== EJERCICIO PROPUESTO ==
Copia de nuevo todo lo que va desde "EN BUSCA DE" hasta "confianza o convocar elecciones." en el texto sobre la responsabilidad política del presidente del Gobierno, y sustituye "Parlamento" por "Congreso".

== PASAJE SELECCIONADO ==
□ □ □ □

EN BUSCA DE LA RESPONSABILIDAD PERDIDA DE SÁNCHEZ
Desde que el sistema parlamentario de gobierno comenzó a perfilarse en el Reino Unido del siglo XVII, se ha consolidado la idea de que el Ejecutivo necesita contar con la confianza continuada del Parlamento que lo eligió. Por ello, si sobreviene un hecho político de especial gravedad que haga dudar de esa relación de fiducia, el presidente del Gobierno debe asumir alguna de estas tres responsabilidades políticas clásicas: dimitir, presentar una cuestión de confianza o convocar elecciones.
Así, si un presidente no logra que el Parlamento le apruebe los Presupuestos Generales del Estado, debe aceptar una de esas responsabilidades. Como en España -a diferencia de Francia- no se puede vincular la cuestión de confianza a la aprobación de los presupuestos, solo le queda o dimitir o convocar elecciones. Lo hemos visto en diciembre pasado en Alemania, donde el canciller Olaf Scholz convocó elecciones por la imposibilidad de pactar un presupuesto con sus socios liberales y ecologistas. Y lo hemos vivido también en España: Felipe González convocó elecciones en 1996 porque no pudo aprobar sus presupuestos y en Andalucía también en ese año lo hizo otro socialista, Manuel Chaves por idéntico motivo.

□ □ □ □

== INFORMACIÓN PROPORCIONADA ==
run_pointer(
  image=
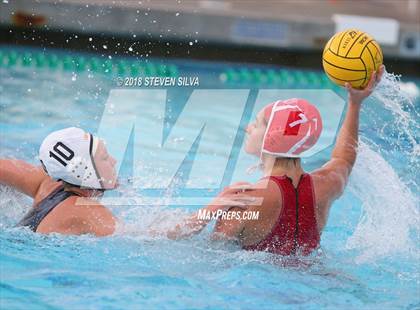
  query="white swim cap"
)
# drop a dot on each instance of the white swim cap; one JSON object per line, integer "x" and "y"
{"x": 67, "y": 155}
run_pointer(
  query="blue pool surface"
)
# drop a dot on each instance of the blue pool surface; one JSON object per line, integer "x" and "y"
{"x": 369, "y": 256}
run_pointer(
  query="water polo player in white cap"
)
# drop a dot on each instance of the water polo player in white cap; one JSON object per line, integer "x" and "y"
{"x": 75, "y": 164}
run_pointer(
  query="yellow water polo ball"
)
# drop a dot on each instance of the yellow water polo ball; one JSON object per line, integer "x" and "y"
{"x": 351, "y": 56}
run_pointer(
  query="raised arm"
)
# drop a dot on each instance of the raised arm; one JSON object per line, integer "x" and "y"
{"x": 25, "y": 177}
{"x": 335, "y": 173}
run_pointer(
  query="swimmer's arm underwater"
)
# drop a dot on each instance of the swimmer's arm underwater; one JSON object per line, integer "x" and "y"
{"x": 25, "y": 177}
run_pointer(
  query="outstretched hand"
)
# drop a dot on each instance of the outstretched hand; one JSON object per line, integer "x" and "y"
{"x": 358, "y": 95}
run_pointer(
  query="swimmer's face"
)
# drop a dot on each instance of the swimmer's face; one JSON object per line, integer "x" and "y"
{"x": 105, "y": 164}
{"x": 255, "y": 135}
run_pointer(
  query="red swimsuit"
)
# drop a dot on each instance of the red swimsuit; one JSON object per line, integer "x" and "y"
{"x": 296, "y": 229}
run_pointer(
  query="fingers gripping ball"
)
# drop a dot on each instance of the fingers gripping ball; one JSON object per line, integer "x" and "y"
{"x": 351, "y": 56}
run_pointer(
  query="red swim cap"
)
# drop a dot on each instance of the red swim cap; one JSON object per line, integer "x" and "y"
{"x": 293, "y": 126}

□ □ □ □

== RESPUESTA DEL EJERCICIO ==
EN BUSCA DE LA RESPONSABILIDAD PERDIDA DE SÁNCHEZ
Desde que el sistema parlamentario de gobierno comenzó a perfilarse en el Reino Unido del siglo XVII, se ha consolidado la idea de que el Ejecutivo necesita contar con la confianza continuada del Congreso que lo eligió. Por ello, si sobreviene un hecho político de especial gravedad que haga dudar de esa relación de fiducia, el presidente del Gobierno debe asumir alguna de estas tres responsabilidades políticas clásicas: dimitir, presentar una cuestión de confianza o convocar elecciones.